▶ _PROBLEM DESCRIPTION_
Write out the material below again from the line containing "drop a point: the display bezel" up to and including its last line, keeping the requests, and scale every point coordinate by 1.65, rounded to whole numbers with halves going up. Give only those lines.
>>>>>
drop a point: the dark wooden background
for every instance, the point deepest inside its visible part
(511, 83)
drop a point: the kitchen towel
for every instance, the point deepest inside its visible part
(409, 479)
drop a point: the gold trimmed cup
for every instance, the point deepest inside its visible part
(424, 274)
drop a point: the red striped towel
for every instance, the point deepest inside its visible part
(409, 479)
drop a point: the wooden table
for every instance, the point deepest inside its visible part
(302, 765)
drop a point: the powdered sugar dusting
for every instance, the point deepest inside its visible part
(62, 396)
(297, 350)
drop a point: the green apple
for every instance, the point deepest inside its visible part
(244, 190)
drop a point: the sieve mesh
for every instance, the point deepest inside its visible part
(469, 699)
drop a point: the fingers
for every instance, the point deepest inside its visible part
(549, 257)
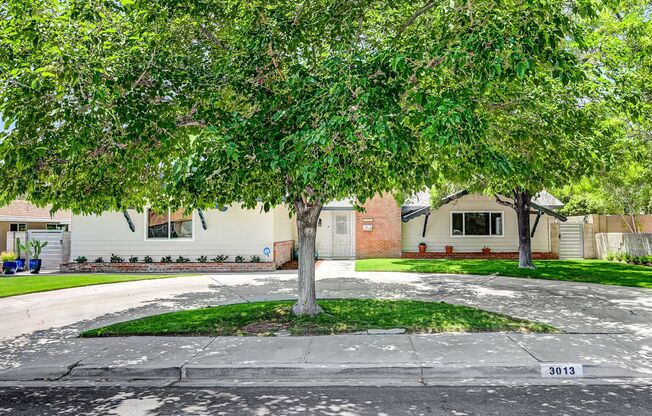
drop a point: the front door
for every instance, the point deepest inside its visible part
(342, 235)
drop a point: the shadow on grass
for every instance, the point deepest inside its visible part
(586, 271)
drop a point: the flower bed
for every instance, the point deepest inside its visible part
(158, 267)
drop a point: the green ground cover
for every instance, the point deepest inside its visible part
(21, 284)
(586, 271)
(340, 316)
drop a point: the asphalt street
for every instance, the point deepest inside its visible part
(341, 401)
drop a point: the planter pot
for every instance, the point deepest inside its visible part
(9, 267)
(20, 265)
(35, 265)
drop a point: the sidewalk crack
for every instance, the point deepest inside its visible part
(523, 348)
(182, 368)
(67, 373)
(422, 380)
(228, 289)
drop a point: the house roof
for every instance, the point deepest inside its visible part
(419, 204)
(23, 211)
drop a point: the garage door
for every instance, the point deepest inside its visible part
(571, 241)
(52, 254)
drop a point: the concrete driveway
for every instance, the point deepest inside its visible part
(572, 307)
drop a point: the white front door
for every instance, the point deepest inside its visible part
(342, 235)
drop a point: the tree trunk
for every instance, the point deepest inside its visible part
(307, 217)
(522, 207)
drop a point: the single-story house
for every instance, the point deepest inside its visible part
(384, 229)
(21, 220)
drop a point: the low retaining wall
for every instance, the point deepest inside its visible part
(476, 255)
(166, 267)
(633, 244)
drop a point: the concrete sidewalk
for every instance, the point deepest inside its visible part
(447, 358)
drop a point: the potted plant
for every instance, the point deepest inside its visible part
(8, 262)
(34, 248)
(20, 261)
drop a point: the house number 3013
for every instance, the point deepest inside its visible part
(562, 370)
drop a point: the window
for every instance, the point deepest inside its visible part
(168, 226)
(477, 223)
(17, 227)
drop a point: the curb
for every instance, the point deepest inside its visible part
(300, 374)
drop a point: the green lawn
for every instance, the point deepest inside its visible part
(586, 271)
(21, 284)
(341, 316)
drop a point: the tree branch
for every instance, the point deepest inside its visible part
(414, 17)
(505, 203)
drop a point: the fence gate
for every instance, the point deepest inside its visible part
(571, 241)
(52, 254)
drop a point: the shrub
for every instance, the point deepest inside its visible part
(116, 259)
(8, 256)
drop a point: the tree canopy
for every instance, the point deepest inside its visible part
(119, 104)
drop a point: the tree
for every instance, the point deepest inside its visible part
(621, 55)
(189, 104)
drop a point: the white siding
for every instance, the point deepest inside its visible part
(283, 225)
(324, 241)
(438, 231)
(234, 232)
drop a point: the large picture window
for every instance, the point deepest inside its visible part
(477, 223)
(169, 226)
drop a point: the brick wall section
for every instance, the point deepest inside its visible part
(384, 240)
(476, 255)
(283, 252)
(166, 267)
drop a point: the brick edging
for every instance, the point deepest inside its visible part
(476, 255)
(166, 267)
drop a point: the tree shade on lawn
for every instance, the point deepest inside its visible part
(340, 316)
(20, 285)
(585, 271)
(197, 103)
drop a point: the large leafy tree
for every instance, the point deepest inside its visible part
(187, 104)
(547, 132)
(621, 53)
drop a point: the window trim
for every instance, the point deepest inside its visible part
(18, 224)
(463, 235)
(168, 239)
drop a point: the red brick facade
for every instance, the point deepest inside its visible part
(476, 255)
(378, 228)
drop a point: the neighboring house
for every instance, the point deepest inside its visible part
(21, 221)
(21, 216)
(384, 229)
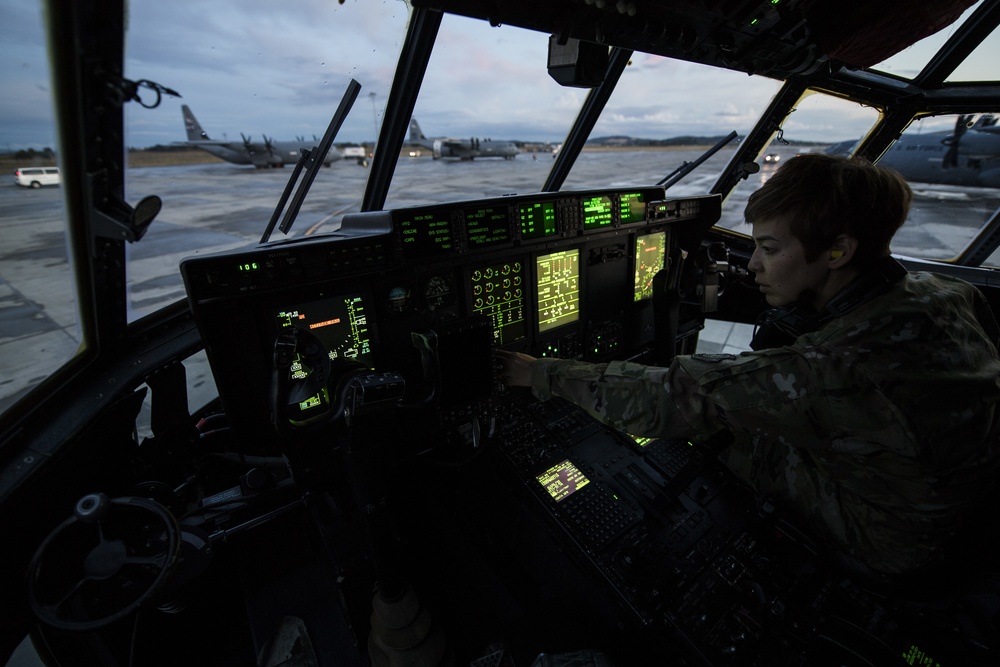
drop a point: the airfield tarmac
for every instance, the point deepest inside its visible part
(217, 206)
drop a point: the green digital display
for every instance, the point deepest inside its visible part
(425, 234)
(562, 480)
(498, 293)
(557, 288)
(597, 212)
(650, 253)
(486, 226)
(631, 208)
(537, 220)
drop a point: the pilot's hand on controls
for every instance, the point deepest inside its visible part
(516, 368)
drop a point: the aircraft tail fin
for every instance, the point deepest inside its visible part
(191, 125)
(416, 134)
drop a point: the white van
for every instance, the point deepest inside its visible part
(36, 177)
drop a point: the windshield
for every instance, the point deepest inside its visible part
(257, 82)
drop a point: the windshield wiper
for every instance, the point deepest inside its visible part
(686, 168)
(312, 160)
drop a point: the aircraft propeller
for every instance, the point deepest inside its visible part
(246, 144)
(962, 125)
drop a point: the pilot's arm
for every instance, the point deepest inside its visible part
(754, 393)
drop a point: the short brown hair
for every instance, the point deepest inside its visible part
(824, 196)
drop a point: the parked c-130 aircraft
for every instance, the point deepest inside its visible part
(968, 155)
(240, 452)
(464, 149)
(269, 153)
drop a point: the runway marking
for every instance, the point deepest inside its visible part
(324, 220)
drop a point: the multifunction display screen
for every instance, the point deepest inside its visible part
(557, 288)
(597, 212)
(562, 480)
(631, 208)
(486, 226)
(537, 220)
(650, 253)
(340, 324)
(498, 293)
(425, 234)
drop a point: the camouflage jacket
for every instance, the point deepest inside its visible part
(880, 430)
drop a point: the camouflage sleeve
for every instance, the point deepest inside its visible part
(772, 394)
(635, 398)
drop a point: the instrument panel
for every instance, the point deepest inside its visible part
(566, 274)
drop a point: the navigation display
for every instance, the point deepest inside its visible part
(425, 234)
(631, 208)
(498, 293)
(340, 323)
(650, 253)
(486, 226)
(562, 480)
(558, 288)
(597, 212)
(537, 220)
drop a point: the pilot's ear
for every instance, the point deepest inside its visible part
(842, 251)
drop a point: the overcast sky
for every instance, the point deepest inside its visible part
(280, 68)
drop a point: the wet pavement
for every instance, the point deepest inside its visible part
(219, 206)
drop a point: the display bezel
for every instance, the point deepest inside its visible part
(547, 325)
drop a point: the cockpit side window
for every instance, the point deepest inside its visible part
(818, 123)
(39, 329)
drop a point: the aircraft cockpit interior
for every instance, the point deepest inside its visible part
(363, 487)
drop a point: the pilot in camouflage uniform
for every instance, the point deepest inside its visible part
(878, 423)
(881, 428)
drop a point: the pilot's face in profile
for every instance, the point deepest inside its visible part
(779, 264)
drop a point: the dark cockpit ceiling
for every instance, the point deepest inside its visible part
<<<<<
▶ _RESPONSE TO THE EXERCISE_
drop a point: the display bezel
for every instance, the point deepest inside its visible part
(903, 536)
drop a point: the cockpit side window
for every instance, the point deepest inside its visible part
(1350, 203)
(64, 543)
drop a point: the aircraft cockpit interior
for every instance, the point deepest inside its visible part
(599, 804)
drop a point: the pilot in camouflage uniform
for every instance, the point deepest inside its visible part
(1449, 698)
(1454, 706)
drop a point: the pilot's face in profile
for every instance, the point deepest inside its visible part
(1285, 436)
drop a point: the dark cockpit ceiling
for every instance, the point deepest inside its visible part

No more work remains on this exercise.